### Required work
All entries must be extracted exactly, with nothing added or dropped.

-- start Record excerpts --

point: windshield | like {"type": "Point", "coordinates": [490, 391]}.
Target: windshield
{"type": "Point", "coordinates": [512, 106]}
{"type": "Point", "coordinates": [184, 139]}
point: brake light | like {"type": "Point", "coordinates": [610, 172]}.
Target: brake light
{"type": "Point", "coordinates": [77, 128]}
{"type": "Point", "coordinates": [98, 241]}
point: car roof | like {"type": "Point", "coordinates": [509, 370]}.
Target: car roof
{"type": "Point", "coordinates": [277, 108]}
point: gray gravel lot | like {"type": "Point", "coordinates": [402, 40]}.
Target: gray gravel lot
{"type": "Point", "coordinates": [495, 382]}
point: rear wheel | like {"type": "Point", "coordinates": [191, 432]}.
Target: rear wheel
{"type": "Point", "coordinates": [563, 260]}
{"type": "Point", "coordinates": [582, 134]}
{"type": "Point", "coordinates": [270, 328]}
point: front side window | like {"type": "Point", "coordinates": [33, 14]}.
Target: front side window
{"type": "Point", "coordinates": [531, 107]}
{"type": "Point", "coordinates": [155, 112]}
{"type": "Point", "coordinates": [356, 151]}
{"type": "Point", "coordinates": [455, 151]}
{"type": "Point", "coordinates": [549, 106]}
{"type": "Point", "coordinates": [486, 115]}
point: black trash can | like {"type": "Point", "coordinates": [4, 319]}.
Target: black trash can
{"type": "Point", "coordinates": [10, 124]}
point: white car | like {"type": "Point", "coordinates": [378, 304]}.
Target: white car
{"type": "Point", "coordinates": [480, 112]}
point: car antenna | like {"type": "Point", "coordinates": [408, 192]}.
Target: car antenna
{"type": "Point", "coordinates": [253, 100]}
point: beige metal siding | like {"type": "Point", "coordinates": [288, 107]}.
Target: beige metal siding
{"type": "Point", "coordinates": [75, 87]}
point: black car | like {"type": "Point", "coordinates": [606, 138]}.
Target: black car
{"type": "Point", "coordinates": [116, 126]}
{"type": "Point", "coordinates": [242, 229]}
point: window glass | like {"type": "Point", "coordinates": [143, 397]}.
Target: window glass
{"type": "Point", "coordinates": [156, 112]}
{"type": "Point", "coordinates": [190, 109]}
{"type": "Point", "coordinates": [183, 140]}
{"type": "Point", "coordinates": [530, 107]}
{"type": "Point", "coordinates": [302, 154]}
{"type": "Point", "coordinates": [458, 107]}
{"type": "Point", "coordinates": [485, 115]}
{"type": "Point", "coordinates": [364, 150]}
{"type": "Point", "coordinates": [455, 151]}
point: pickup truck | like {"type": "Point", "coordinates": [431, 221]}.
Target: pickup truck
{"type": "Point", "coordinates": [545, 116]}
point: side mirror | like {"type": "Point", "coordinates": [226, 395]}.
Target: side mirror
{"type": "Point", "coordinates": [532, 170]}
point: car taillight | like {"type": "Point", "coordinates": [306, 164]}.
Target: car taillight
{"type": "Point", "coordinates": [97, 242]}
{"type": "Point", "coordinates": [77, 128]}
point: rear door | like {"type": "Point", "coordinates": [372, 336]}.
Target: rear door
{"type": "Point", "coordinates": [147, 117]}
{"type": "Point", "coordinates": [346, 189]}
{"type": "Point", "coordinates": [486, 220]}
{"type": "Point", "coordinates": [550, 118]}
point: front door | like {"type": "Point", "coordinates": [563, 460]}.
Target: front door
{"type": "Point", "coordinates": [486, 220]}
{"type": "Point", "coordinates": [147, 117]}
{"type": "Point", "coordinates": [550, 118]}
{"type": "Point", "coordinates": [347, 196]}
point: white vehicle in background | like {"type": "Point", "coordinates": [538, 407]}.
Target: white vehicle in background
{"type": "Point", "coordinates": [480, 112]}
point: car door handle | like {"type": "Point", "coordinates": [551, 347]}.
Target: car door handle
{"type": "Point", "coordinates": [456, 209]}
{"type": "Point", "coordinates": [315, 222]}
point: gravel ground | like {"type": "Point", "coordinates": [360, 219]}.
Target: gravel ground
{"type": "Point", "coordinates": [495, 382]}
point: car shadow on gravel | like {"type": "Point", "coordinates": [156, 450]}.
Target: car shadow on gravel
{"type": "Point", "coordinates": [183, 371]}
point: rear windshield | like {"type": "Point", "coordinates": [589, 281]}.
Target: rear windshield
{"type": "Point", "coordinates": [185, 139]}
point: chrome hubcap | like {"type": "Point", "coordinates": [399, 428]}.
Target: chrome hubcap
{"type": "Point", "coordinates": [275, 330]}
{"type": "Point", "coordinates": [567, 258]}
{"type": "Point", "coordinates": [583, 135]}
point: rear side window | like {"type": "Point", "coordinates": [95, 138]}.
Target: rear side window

-- end Record excerpts --

### Written solution
point: windshield | like {"type": "Point", "coordinates": [490, 391]}.
Target: windshield
{"type": "Point", "coordinates": [512, 106]}
{"type": "Point", "coordinates": [184, 139]}
point: brake light | like {"type": "Point", "coordinates": [610, 172]}.
Target: brake light
{"type": "Point", "coordinates": [77, 128]}
{"type": "Point", "coordinates": [98, 241]}
point: car roof | like {"type": "Point", "coordinates": [509, 370]}.
Target: car roof
{"type": "Point", "coordinates": [277, 108]}
point: gray gravel lot | like {"type": "Point", "coordinates": [402, 40]}.
Target: gray gravel lot
{"type": "Point", "coordinates": [495, 382]}
point: rear wheel | like {"type": "Point", "coordinates": [191, 432]}.
Target: rear wheel
{"type": "Point", "coordinates": [563, 260]}
{"type": "Point", "coordinates": [582, 134]}
{"type": "Point", "coordinates": [270, 328]}
point: front side window | like {"type": "Point", "coordinates": [33, 14]}.
Target: front side window
{"type": "Point", "coordinates": [531, 107]}
{"type": "Point", "coordinates": [155, 112]}
{"type": "Point", "coordinates": [356, 151]}
{"type": "Point", "coordinates": [455, 151]}
{"type": "Point", "coordinates": [549, 106]}
{"type": "Point", "coordinates": [486, 115]}
point: black trash can | like {"type": "Point", "coordinates": [4, 319]}.
Target: black trash can
{"type": "Point", "coordinates": [10, 124]}
point: white car | like {"type": "Point", "coordinates": [378, 304]}.
Target: white car
{"type": "Point", "coordinates": [480, 112]}
point: car antenna | like {"type": "Point", "coordinates": [408, 192]}.
Target: car antenna
{"type": "Point", "coordinates": [253, 100]}
point: beige metal siding | like {"type": "Point", "coordinates": [288, 107]}.
Target: beige metal siding
{"type": "Point", "coordinates": [75, 87]}
point: black car | like {"type": "Point", "coordinates": [606, 138]}.
Target: black car
{"type": "Point", "coordinates": [116, 126]}
{"type": "Point", "coordinates": [242, 229]}
point: window glass | like {"type": "Point", "coordinates": [143, 397]}.
Target: window glass
{"type": "Point", "coordinates": [156, 112]}
{"type": "Point", "coordinates": [190, 109]}
{"type": "Point", "coordinates": [183, 140]}
{"type": "Point", "coordinates": [530, 107]}
{"type": "Point", "coordinates": [302, 154]}
{"type": "Point", "coordinates": [458, 107]}
{"type": "Point", "coordinates": [485, 115]}
{"type": "Point", "coordinates": [364, 150]}
{"type": "Point", "coordinates": [455, 151]}
point: pickup truck | like {"type": "Point", "coordinates": [431, 221]}.
Target: pickup truck
{"type": "Point", "coordinates": [545, 116]}
point: side mirror | like {"type": "Point", "coordinates": [226, 395]}.
Target: side mirror
{"type": "Point", "coordinates": [532, 170]}
point: car taillight | like {"type": "Point", "coordinates": [306, 164]}.
Target: car taillight
{"type": "Point", "coordinates": [97, 242]}
{"type": "Point", "coordinates": [77, 128]}
point: rear door | like {"type": "Point", "coordinates": [372, 336]}.
Target: rear door
{"type": "Point", "coordinates": [147, 117]}
{"type": "Point", "coordinates": [346, 189]}
{"type": "Point", "coordinates": [486, 220]}
{"type": "Point", "coordinates": [550, 118]}
point: front door | like {"type": "Point", "coordinates": [563, 460]}.
Target: front door
{"type": "Point", "coordinates": [486, 220]}
{"type": "Point", "coordinates": [147, 117]}
{"type": "Point", "coordinates": [550, 118]}
{"type": "Point", "coordinates": [347, 196]}
point: white vehicle in background | like {"type": "Point", "coordinates": [538, 407]}.
Target: white vehicle in background
{"type": "Point", "coordinates": [480, 112]}
point: car door handle | like {"type": "Point", "coordinates": [551, 347]}.
Target: car door handle
{"type": "Point", "coordinates": [456, 209]}
{"type": "Point", "coordinates": [315, 222]}
point: gravel ground | like {"type": "Point", "coordinates": [360, 219]}.
Target: gravel ground
{"type": "Point", "coordinates": [495, 382]}
point: car shadow on gravel | like {"type": "Point", "coordinates": [156, 450]}.
Target: car shadow on gravel
{"type": "Point", "coordinates": [183, 371]}
point: rear windshield | like {"type": "Point", "coordinates": [589, 281]}.
Target: rear windshield
{"type": "Point", "coordinates": [185, 139]}
point: chrome hubcap | like {"type": "Point", "coordinates": [399, 428]}.
Target: chrome hubcap
{"type": "Point", "coordinates": [275, 330]}
{"type": "Point", "coordinates": [567, 258]}
{"type": "Point", "coordinates": [583, 135]}
point: rear side window | like {"type": "Point", "coordinates": [95, 138]}.
Target: rear side window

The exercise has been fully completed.